- Supplied passage
--*--

Second, this story shows how significantly Trump has shaken up the US-China relationship. That relationship was headed for rougher weather regardless of who was elected president in 2016, simply because Beijing’s growing power and global ambitions have been threatening American interests in more serious ways. Nonetheless, the Chinese have clearly been put off balance by an administration that has seemed so willing to upset the status quo.
The rhetoric coming out of Washington since the release of the National Security Strategy in late 2017 has been more explicitly adversarial than anything Beijing has experienced since the Cold War. Indeed, Vice President Mike Pence’s speech on US-China relations earlier this month was more than vaguely reminiscent of the rhetorical warfare that characterized that conflict.

--*--

- Supplied records
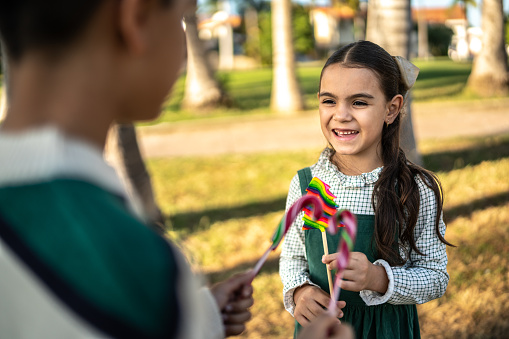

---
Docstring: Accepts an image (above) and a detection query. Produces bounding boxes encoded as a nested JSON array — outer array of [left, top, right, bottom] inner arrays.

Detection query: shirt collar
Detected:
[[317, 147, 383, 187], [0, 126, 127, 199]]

--*--

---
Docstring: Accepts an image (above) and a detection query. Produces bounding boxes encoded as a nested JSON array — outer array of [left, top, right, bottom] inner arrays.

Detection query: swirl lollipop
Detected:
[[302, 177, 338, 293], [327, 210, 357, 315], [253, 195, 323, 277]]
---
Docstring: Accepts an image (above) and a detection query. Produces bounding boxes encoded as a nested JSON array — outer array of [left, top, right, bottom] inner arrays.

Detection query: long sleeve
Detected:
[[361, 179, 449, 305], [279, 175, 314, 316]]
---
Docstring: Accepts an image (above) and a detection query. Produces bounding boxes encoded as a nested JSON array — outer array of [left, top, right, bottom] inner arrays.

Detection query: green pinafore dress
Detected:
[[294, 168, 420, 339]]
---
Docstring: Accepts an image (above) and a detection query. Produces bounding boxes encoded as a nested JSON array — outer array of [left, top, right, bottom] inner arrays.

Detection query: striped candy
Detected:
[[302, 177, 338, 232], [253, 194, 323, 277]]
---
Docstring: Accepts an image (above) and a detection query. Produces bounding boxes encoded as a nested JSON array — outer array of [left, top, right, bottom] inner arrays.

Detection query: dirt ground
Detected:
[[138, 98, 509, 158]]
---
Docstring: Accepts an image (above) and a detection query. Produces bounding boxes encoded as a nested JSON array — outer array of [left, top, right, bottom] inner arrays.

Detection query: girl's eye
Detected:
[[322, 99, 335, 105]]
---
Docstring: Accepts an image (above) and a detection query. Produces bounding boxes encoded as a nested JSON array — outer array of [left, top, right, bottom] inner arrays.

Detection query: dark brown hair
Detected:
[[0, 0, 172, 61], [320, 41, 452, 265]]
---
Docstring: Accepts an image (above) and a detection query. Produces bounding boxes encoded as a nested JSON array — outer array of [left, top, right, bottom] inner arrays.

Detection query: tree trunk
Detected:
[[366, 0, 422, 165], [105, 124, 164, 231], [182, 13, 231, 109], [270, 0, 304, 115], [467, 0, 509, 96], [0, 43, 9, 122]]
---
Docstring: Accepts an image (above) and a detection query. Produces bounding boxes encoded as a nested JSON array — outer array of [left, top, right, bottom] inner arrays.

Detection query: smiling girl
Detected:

--*--

- Actions to take
1. List every person, document, and historical period that the passage on US-China relations mentions by name.
2. Extend the passage on US-China relations by writing what comes after its last sentence.
The records have no connection to the passage on US-China relations.

- Replies
1.
- Trump
- Mike Pence
- the National Security Strategy
- the Cold War

2.
Policy has sometimes lagged rhetoric, but Trump himself has also proved more confounding than the Chinese expected. The president did not settle for some superficial agreement to reduce bilateral trade tensions; he repeatedly doubled down by imposing steadily escalating tariffs on Chinese goods. To be clear, there is plenty to criticize in Trump’s approach, such as the fawning admiration he displayed toward Xi during his trip to Beijing in 2017 and the alienation of the allies and partners whose support should be a critical US asset in any geo-economic or geopolitical confrontation with China. But news that the Chinese are going to such lengths to influence the president is perhaps an implicit admission of his success in shaking up longstanding patterns of bilateral relations.
Third, however, this episode raises the obvious question of whether Trump’s free-wheeling style will prove more of an asset or a liability as bilateral tension deepens. The Chinese may or may not gain critical intelligence from listening in on Trump: It is hard to imagine that the president’s phone calls could be that much more revealing than his voluminously indiscreet tweets and campaign rallies.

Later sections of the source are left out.